• _INSTRUCTIONS TO FOLLOW_
Rewrite the records below, changing "put a point on" to "place a marker on" wherever it occurs and leaving everything else as it is.

[Items drawn from a data source]
┌──
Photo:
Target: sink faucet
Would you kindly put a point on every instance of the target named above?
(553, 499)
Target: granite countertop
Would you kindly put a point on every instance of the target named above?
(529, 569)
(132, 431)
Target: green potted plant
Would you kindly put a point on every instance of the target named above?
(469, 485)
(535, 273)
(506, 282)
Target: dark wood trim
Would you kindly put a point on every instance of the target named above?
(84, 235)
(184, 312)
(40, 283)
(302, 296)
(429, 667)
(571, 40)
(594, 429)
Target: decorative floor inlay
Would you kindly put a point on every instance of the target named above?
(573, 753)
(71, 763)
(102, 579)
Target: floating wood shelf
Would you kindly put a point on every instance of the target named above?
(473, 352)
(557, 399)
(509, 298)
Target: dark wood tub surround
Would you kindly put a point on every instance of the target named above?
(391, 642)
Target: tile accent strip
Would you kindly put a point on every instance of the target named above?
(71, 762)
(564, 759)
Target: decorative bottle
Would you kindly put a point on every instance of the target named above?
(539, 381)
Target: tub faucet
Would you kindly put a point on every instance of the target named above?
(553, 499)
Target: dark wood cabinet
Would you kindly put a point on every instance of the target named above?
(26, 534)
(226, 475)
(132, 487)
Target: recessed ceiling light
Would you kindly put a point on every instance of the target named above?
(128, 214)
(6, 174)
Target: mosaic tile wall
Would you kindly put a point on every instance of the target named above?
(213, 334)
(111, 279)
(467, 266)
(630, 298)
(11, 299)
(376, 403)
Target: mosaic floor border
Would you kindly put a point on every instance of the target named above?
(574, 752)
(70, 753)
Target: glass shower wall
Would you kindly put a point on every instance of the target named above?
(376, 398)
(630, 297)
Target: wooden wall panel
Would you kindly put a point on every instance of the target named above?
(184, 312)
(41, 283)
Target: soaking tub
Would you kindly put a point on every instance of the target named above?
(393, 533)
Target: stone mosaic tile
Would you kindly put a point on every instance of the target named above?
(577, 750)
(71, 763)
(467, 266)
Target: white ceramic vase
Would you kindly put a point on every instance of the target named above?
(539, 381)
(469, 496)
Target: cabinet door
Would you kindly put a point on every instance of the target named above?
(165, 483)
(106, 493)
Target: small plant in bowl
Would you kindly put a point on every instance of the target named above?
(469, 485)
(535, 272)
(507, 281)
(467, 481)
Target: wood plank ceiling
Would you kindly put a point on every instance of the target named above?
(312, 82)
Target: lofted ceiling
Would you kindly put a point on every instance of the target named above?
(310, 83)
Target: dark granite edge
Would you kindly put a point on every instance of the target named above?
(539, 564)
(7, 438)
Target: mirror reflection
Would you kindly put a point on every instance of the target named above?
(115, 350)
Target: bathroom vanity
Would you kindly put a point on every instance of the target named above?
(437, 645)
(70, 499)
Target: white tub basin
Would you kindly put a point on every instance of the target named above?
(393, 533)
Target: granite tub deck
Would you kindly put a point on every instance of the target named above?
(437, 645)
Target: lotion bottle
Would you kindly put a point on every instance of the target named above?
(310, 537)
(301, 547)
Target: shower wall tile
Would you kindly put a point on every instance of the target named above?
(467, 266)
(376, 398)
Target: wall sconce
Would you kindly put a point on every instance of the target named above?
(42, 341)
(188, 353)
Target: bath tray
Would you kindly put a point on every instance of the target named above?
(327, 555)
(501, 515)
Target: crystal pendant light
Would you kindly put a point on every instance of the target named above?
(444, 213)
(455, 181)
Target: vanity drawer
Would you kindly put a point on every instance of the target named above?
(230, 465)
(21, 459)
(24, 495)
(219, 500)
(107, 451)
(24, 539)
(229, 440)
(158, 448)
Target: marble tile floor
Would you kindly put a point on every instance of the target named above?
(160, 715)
└──
• _ANSWER TO THIS EXERCISE_
Photo:
Target: sink faucet
Would you kindly place a marker on every instance of the target named above?
(553, 499)
Target: granite countertop
Would you kindly place a marker on every instance of the target named above?
(529, 569)
(132, 431)
Target: green potted plant
Would you kindly place a marker on every instance of the target named above?
(469, 485)
(535, 273)
(506, 282)
Target: dark wood trim
Would you kindly place a marker on every instance of the target named above?
(84, 235)
(184, 312)
(40, 283)
(302, 296)
(429, 667)
(571, 40)
(594, 429)
Target: decorative floor inlay
Would you kindly place a marker on every instance of the target named above?
(573, 753)
(71, 763)
(102, 579)
Target: floating wood shelf
Would you kindly place a marker on every instance of the target named above?
(473, 352)
(557, 399)
(509, 298)
Target: dark wood tub surround
Would you kindly place a marker on every instance of the target named above?
(391, 642)
Target: tile accent strip
Would you kindly place a marker on every instance of the target named above?
(71, 762)
(564, 759)
Target: decorative bottle
Would you kindly place a marker on every instance of the target named above?
(539, 381)
Target: tub faucet
Would you kindly place a marker on every instance of the target named above?
(553, 499)
Target: dark wood cabinet
Would you kindly place a marker on every instance of the target named above?
(26, 534)
(226, 475)
(132, 487)
Target: recessed ceiling light
Would you kindly place a marker on every instance of the target named above?
(128, 214)
(6, 174)
Target: mosaic tile wall
Would you kindly place a marker on every instance of the target named above?
(213, 334)
(111, 279)
(467, 266)
(630, 298)
(11, 299)
(376, 403)
Target: mosaic floor border
Would you kindly place a marker on every instance of the target named above?
(574, 752)
(70, 753)
Target: glass shower wall
Would you kindly place a marker on every instance of the target named above?
(376, 398)
(630, 297)
Target: wooden wall panel
Would you kindly place a marker on every instance of the target named above?
(184, 312)
(41, 283)
Target: soaking tub
Would you kindly place a marker on every instance of the target named above?
(393, 533)
Target: stone mosaic tile
Would you kindly place a marker on every instance of the target named above?
(577, 750)
(71, 763)
(467, 266)
Target: white ceramic vase
Would you kindly place a marker on every instance of the target named above?
(539, 381)
(469, 496)
Target: cabinet door
Would you kindly place a marker on every instance of the target named above?
(165, 483)
(106, 493)
Target: small plant in bowl
Would you kindly place a marker on every instance of the target named above?
(469, 485)
(535, 272)
(507, 281)
(467, 481)
Target: wood plank ceiling
Would you kindly place a marker on every instance of the target named above?
(312, 82)
Target: lofted ceiling
Would you kindly place a marker on every instance of the target named above?
(310, 83)
Target: dark granite edge
Would you kindly place a marker on every instance of the target named above?
(539, 564)
(7, 438)
Target: mirror reflection
Would you kindly place a marker on every instance of the target named above?
(115, 350)
Target: bathroom vanity
Would you kindly place a marker on every instance of the target named above?
(437, 645)
(70, 499)
Target: white tub basin
Would you kindly place a marker on every instance of the target named above?
(393, 533)
Target: granite tub deck
Would you kindly place a marker on every instance of the target named above?
(437, 645)
Target: lotion bottle
Would you kindly place a marker on every instance of the target named above?
(310, 537)
(301, 547)
Target: shower wall tile
Would you kindly place a marker on every instance of the target named above?
(467, 266)
(376, 398)
Target: wall sconce
Would you kindly place a marker on every instance of the target named above?
(42, 341)
(188, 353)
Target: bath tray
Would you kindly place a marker on every instance of the target named above?
(327, 555)
(501, 515)
Target: crystal pendant light
Would you kindly place a marker on every instance of the target named above?
(444, 213)
(455, 181)
Target: vanity drawer
Would you kindly place a marker on every instance of the target named above?
(230, 465)
(21, 459)
(24, 495)
(219, 500)
(107, 451)
(24, 539)
(229, 440)
(158, 448)
Target: marble tile floor
Would you kindly place a marker on every instance of the target named above?
(160, 715)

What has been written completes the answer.